• **What you should do**
Please repeat every one of the entries below word for word.

########

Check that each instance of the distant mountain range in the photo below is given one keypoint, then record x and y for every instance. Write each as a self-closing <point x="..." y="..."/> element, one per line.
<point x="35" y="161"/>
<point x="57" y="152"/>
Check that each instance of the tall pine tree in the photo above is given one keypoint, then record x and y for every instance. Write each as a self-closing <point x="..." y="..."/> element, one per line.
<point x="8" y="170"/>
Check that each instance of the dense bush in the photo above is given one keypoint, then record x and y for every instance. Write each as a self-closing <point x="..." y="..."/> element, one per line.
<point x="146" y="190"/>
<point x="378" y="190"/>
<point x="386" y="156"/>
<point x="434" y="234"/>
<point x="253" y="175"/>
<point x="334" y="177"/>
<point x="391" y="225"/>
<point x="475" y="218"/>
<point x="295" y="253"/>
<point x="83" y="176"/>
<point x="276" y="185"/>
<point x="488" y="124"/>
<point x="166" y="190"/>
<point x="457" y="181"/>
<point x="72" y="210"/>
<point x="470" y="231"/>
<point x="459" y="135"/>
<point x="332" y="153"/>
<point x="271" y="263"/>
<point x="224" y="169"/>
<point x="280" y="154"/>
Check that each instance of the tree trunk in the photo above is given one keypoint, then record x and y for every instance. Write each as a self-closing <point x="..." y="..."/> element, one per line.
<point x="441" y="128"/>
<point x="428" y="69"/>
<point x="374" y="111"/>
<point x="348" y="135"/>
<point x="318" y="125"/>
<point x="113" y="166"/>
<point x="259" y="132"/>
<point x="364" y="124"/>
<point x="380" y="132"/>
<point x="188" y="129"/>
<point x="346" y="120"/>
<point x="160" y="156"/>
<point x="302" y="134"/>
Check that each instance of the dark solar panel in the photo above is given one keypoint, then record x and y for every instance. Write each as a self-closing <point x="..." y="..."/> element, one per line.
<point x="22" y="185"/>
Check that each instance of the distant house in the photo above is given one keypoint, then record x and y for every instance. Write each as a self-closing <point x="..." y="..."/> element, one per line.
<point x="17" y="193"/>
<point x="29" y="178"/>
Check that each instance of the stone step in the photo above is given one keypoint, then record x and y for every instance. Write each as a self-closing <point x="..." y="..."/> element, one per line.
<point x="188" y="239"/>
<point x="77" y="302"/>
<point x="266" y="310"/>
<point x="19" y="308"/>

########

• **Exercise answer**
Check that each instance of the distant mountain range in the photo below is given one keypoint, then record x and y for every instance. Write each as a self-closing <point x="..." y="..."/> element, one per line.
<point x="35" y="161"/>
<point x="57" y="152"/>
Check that each instance of the tall pine tree in the photo above is given one keypoint, then record x and y for every instance. Write each as a self-closing <point x="..." y="..."/> element, one per line.
<point x="8" y="170"/>
Check that each instance of the dense bush in the photo above is given one keypoint, then record x and y for every instance. Write each as a self-closing <point x="..." y="..."/> element, one per line.
<point x="146" y="190"/>
<point x="378" y="190"/>
<point x="386" y="156"/>
<point x="434" y="234"/>
<point x="253" y="175"/>
<point x="334" y="177"/>
<point x="391" y="225"/>
<point x="475" y="218"/>
<point x="295" y="253"/>
<point x="83" y="176"/>
<point x="276" y="185"/>
<point x="488" y="124"/>
<point x="166" y="190"/>
<point x="457" y="181"/>
<point x="72" y="210"/>
<point x="470" y="231"/>
<point x="459" y="135"/>
<point x="332" y="153"/>
<point x="271" y="263"/>
<point x="224" y="169"/>
<point x="280" y="154"/>
Check that each instance of the tree trunk in the photo above is given one keypoint, then record x and y for every instance. Write each as a self-closing <point x="..." y="..."/> element, one per line.
<point x="441" y="128"/>
<point x="428" y="69"/>
<point x="374" y="111"/>
<point x="348" y="135"/>
<point x="318" y="125"/>
<point x="113" y="166"/>
<point x="259" y="132"/>
<point x="364" y="124"/>
<point x="380" y="132"/>
<point x="188" y="129"/>
<point x="346" y="120"/>
<point x="160" y="156"/>
<point x="302" y="134"/>
Check that each instance of the dark solar panel in the photo above is given one keypoint, then record x and y for every instance. Write each as a self-closing <point x="..." y="..."/> element, one per line.
<point x="22" y="185"/>
Check that each instance of the distant house in the photo above is given one keypoint, then record x and y for every instance. Write each as a self-closing <point x="..." y="..."/> element, one per line.
<point x="17" y="193"/>
<point x="29" y="178"/>
Check that each instance of the stone step in the photo above is given one keypoint, then record x and y for every instance. Write each as a self-closing <point x="..." y="..."/> element, one per line.
<point x="188" y="239"/>
<point x="77" y="302"/>
<point x="266" y="310"/>
<point x="19" y="308"/>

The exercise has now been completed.